• EXERCISE TASK: Can you format every line of the entries below as a Markdown table with the columns Row and Entry, skipping blank lines and leaving the pictures out?

Begin SUPPLIED RECORDS

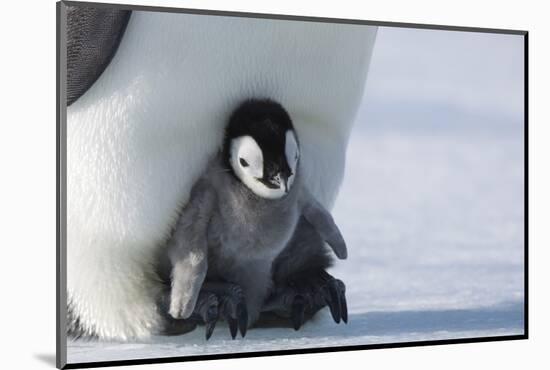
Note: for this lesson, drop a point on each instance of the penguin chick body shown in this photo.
(244, 210)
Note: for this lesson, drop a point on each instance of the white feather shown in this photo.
(143, 133)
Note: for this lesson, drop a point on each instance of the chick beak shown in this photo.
(284, 179)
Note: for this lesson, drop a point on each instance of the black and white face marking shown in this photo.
(269, 180)
(261, 148)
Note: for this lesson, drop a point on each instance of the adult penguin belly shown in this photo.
(141, 135)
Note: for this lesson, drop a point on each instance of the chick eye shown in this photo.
(243, 162)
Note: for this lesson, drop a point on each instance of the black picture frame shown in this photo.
(61, 195)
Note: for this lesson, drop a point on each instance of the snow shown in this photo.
(431, 207)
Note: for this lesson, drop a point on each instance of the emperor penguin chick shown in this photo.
(241, 214)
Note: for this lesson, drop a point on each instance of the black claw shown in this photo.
(242, 316)
(210, 328)
(232, 327)
(298, 309)
(334, 303)
(343, 302)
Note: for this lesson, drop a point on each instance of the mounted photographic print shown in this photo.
(234, 184)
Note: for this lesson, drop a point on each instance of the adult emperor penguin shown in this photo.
(139, 86)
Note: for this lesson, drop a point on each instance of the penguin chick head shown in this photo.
(261, 148)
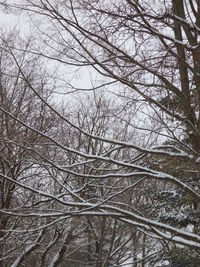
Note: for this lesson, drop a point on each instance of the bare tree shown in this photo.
(148, 55)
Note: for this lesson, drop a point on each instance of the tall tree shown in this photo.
(147, 54)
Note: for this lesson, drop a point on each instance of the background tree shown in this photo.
(147, 54)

End SUPPLIED RECORDS

• IN RESPONSE:
| Row | Entry |
|---|---|
| 1 | Note: for this lesson, drop a point on each instance of the penguin chick body shown in this photo. |
| 2 | (244, 210) |
| 3 | Note: for this lesson, drop a point on each instance of the white feather shown in this photo. |
| 4 | (143, 133) |
| 5 | Note: for this lesson, drop a point on each instance of the chick beak shown in this photo. |
| 6 | (284, 179) |
| 7 | Note: for this lesson, drop a point on each instance of the black and white face marking shown in this photo. |
| 8 | (269, 180) |
| 9 | (261, 148) |
| 10 | Note: for this lesson, drop a point on each instance of the adult penguin belly shown in this photo. |
| 11 | (141, 135) |
| 12 | Note: for this lesson, drop a point on each instance of the chick eye shown in this photo. |
| 13 | (243, 162) |
| 14 | Note: for this lesson, drop a point on each instance of the black picture frame shown in this photo. |
| 15 | (61, 195) |
| 16 | Note: for this lesson, drop a point on each instance of the snow shown in this photo. |
| 17 | (431, 207) |
| 18 | Note: for this lesson, drop a point on each instance of the emperor penguin chick shown in this photo. |
| 19 | (241, 214) |
| 20 | Note: for this lesson, drop a point on each instance of the black claw shown in this photo. |
| 21 | (242, 316) |
| 22 | (210, 328) |
| 23 | (232, 327) |
| 24 | (298, 309) |
| 25 | (334, 303) |
| 26 | (343, 302) |
| 27 | Note: for this lesson, drop a point on each instance of the mounted photographic print shown in this photo. |
| 28 | (234, 184) |
| 29 | Note: for this lesson, drop a point on each instance of the adult emperor penguin shown in this photo. |
| 30 | (139, 86) |
| 31 | Note: for this lesson, drop a point on each instance of the penguin chick head shown in this photo. |
| 32 | (261, 148) |
| 33 | Note: for this lesson, drop a point on each instance of the bare tree shown in this photo. |
| 34 | (148, 55) |
| 35 | Note: for this lesson, drop a point on each instance of the tall tree shown in this photo. |
| 36 | (147, 54) |
| 37 | Note: for this lesson, drop a point on each instance of the background tree shown in this photo. |
| 38 | (147, 54) |